* **PROBLEM STATEMENT**
Copy exactly the last part of the entries, starting from the line with "night sky in this photo." and including the final line.

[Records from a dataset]
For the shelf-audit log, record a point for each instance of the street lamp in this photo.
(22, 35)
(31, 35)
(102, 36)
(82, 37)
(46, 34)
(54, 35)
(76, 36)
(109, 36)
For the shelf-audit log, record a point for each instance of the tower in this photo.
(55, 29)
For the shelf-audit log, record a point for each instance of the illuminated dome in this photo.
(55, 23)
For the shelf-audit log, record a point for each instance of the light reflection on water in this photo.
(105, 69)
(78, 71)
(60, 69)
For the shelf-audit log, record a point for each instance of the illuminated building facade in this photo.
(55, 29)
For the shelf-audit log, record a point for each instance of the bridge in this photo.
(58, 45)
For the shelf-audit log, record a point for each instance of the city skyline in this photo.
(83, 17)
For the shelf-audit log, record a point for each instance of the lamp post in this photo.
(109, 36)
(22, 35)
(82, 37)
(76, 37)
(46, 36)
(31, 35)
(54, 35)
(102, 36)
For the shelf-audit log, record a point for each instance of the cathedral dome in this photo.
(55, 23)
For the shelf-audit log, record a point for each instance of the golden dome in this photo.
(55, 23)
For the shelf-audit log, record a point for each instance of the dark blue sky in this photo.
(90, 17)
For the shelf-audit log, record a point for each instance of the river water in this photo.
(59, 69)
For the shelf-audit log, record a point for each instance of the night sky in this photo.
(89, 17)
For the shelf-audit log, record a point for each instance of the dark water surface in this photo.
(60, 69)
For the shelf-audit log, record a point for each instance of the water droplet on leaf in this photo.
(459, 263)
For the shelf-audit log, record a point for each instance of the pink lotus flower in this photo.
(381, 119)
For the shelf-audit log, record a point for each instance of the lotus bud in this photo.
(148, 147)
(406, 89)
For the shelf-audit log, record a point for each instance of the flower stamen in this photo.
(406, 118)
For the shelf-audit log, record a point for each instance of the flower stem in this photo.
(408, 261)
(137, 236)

* **ANSWER IN FULL**
For the shelf-audit log, record a point for each instance of the night sky in this photo.
(89, 17)
For the shelf-audit log, record a point for each instance of the dark water surface in this photo.
(60, 69)
For the shelf-audit log, record a point for each instance of the water droplet on leaf in this photo.
(459, 263)
For the shelf-audit log, record a point for each instance of the pink lotus flower in this photo.
(381, 119)
For the shelf-audit log, record a point for each instance of the lotus bud in this photo.
(148, 147)
(406, 89)
For the shelf-audit log, record a point for each instance of the flower stamen in this photo.
(406, 118)
For the shelf-audit log, record a point for each instance of the flower stem in this photo.
(408, 261)
(137, 236)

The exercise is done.